## RECORD SET

* begin *

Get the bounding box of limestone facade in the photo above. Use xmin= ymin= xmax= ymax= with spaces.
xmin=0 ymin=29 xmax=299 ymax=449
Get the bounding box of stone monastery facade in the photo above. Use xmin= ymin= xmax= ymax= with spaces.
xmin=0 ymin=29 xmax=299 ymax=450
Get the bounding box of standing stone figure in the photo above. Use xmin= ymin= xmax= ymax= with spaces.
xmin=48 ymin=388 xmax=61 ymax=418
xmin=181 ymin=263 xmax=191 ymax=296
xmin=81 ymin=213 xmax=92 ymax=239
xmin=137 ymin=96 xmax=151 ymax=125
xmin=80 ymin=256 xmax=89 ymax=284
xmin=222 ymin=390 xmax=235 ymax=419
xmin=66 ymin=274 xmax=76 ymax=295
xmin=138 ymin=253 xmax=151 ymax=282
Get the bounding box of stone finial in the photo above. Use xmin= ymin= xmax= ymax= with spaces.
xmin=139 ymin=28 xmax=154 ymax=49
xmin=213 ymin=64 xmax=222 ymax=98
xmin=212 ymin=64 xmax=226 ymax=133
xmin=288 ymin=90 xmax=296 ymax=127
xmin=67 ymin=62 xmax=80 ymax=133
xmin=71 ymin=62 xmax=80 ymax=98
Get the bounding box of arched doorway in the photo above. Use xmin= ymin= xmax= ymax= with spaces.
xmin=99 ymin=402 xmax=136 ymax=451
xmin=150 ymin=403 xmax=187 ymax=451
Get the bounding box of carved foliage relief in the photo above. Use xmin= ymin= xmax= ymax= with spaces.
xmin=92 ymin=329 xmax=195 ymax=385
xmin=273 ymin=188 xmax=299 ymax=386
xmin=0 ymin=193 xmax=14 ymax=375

* end *

## WHAT IS ASKED
Locate each line in the items above that contains the string "photo" with the same capitalization, and copy every such line.

## TASK ANSWER
Get the bounding box of limestone facade in the photo above. Use xmin= ymin= xmax= ymax= with spaces.
Get the bounding box of stone monastery facade in the photo above. Use xmin= ymin= xmax= ymax= with spaces.
Get the bounding box of standing stone figure in the photo above. Use xmin= ymin= xmax= ymax= with spaces.
Get the bounding box of stone finial in the photo above. Use xmin= ymin= xmax= ymax= with spaces.
Get the bounding box of arched doorway in the photo above. Use xmin= ymin= xmax= ymax= with spaces.
Get the bounding box of carved foliage relief in the photo above. Use xmin= ymin= xmax= ymax= with spaces.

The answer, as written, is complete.